[PROBLEMS TO SOLVE]:
1. In the passage on the history of Illimo, who led the Inca invasion that displaced the Chimú in 1470 AD?
2. Condense the paragraph of the Illimo history passage that begins "By the early hundreds AD" into a short list that keeps its main facts.
3. Carry the passage on the history of Illimo forward from its last sentence.

[QUOTED PASSAGE]:
++++++++++

By the early hundreds AD the area that would become the district of Illimo, belonged to the Moche. Several centuries later, the same territory would belong to the Chimú culture, beginning around 900 AD; on the cusp the Middle Horizon and Late Intermediate period. The Chimú would rule the vast coastal territory of northern Peru for almost 600 years until 1470 AD when they would be displaced by an Inca invasion led by ruler Tupac Inca Yupanqui. A second leader named Huayna Capac took over the nearly four decade conquest after Yupanqui.

Illimo would have made up Inca territory until 1532 AD when Spanish Conquistador, Francisco Pizarro, lead a conquest against the Inca. During this time, Manco Inca Yupanqui, the son of Huayna Capac, would first facilitate Pizarro's conquest. After extensive mistreatment by the Pizarro brothers, Manco Inca Yupani gathered an army of 200,000 Inca warriors in an unsuccessful attempt to dispose of the Spanish.

++++++++++

[INFORMATION PROVIDED]:
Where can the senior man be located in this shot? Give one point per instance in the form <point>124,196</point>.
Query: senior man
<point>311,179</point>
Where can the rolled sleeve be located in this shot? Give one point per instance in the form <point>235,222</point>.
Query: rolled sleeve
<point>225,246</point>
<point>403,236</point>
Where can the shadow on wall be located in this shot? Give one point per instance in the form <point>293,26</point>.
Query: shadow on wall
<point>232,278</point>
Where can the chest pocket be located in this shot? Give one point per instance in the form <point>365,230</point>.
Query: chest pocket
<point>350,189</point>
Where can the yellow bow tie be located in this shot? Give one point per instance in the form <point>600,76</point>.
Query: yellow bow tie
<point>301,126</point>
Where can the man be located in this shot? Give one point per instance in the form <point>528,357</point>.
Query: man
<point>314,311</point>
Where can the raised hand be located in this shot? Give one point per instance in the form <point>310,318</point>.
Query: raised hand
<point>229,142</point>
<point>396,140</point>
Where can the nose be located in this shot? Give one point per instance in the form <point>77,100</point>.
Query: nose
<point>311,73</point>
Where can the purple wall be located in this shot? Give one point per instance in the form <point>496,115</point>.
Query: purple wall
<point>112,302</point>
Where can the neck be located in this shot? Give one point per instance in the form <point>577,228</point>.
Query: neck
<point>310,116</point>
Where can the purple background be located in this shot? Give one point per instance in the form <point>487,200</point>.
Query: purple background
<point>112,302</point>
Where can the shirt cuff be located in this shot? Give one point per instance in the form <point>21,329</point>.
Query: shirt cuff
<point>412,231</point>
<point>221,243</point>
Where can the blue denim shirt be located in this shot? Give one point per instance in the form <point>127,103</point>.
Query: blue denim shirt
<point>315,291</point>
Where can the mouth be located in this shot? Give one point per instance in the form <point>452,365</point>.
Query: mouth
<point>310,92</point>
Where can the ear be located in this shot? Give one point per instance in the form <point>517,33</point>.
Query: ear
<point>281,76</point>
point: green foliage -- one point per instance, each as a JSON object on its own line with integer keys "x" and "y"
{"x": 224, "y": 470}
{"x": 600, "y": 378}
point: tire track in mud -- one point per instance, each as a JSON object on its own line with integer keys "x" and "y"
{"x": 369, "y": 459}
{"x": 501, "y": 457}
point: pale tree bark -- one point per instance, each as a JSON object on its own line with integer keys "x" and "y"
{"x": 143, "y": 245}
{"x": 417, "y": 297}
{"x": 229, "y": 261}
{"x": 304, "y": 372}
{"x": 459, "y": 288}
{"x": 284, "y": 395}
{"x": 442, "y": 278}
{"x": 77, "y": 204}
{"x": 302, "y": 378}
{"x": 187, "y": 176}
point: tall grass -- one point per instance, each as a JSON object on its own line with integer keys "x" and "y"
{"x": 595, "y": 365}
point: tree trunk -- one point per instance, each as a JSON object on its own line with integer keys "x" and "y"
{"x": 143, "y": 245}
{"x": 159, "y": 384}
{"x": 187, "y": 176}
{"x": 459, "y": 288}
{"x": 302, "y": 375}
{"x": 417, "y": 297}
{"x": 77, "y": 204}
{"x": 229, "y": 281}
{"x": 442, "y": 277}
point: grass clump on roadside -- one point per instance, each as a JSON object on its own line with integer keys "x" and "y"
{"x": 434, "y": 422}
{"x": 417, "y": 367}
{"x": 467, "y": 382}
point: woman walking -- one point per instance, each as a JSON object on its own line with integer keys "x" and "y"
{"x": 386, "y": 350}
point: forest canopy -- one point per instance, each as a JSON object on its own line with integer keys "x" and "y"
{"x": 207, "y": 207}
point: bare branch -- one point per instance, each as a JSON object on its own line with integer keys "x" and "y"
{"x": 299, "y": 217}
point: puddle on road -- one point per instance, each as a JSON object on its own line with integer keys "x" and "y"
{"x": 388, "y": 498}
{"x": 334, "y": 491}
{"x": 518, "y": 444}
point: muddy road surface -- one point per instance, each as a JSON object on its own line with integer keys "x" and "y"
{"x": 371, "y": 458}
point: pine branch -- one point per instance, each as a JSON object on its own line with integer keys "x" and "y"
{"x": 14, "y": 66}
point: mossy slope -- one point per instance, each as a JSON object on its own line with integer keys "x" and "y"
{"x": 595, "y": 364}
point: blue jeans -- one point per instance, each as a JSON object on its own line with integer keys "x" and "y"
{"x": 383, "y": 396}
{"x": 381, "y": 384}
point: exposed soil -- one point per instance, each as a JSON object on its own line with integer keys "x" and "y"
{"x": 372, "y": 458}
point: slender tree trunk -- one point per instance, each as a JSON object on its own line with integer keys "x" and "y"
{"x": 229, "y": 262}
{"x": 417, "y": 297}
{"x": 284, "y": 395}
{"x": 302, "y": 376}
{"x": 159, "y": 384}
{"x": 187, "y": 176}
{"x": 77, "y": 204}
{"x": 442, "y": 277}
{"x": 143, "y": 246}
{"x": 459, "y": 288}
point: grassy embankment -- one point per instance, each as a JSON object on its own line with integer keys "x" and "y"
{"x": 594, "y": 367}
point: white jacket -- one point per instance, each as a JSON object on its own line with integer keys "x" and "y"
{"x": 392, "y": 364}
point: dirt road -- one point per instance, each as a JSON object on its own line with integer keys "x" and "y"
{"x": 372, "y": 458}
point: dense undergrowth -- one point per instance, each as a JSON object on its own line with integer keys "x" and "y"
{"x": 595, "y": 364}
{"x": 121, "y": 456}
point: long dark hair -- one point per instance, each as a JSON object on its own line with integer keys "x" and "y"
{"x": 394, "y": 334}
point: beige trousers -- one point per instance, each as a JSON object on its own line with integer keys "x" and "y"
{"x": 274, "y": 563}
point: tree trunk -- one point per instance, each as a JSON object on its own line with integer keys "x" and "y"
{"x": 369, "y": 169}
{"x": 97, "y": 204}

++++++++++

[SET OF ANSWERS]:
1. Tupac Inca Yupanqui led the invasion.

2.
- By the early hundreds AD, the area that would become the district of Illimo belonged to the Moche.
- Beginning around 900 AD, at the turn from the Middle Horizon to the Late Intermediate period, the territory belonged to the Chimú culture.
- The Chimú ruled the coastal territory of northern Peru for almost 600 years.
- In 1470 AD, an Inca invasion led by Tupac Inca Yupanqui displaced the Chimú.
- Huayna Capac took over the nearly four-decade conquest after Yupanqui.

3.
After 1582 Illimo was governed by a commissioner named Juán de Roldan. In 1590, it acquired its Christian named after the idol Saint John of Illimo. Later in 1601, the territory of Illimo expanded, and the Saint Estanislao Market made Illimo and in important commercial center that included 300 Indian grocers. Over two centuries later, in 1821, Illimo joined the Lambayeque party, and became an independent town.

In 1823, the Region of Lambayeque was established as a republican province. In 1824, Simon Bolivar would strip Illimo of its independence, adding the territory to the district of Mochumi. Years later in 1894, the marshall Andres Avelino Caceres, created the legal jurisdiction of Tucume, that annexed Illimo. Finally, on the 22 of November, 1905, Illimo once again gained its independence as a legally established district of the Lambayeque Region of Peru.

== Customs ==
Because Illimo is considered the Bee Honey Capital, every year the town celebrates its abundant hives with the Bee Man contest. In this competition men compete to cover themselves with as many honey bees as possible. On record, participants have carried a total of 20 thousand bees on their body without any protection. Starting in 2011, Illimo added the Bee Woman contest so women could be included in the competition.

Since 1878, the town of Illimo has held a festival in honor of the Child God of Kings, Jesus Christ, on the 4th, 5th and 6th of every January. It's a traditional festival where ancient customs of Lambayeque are practiced in a Catholic setting.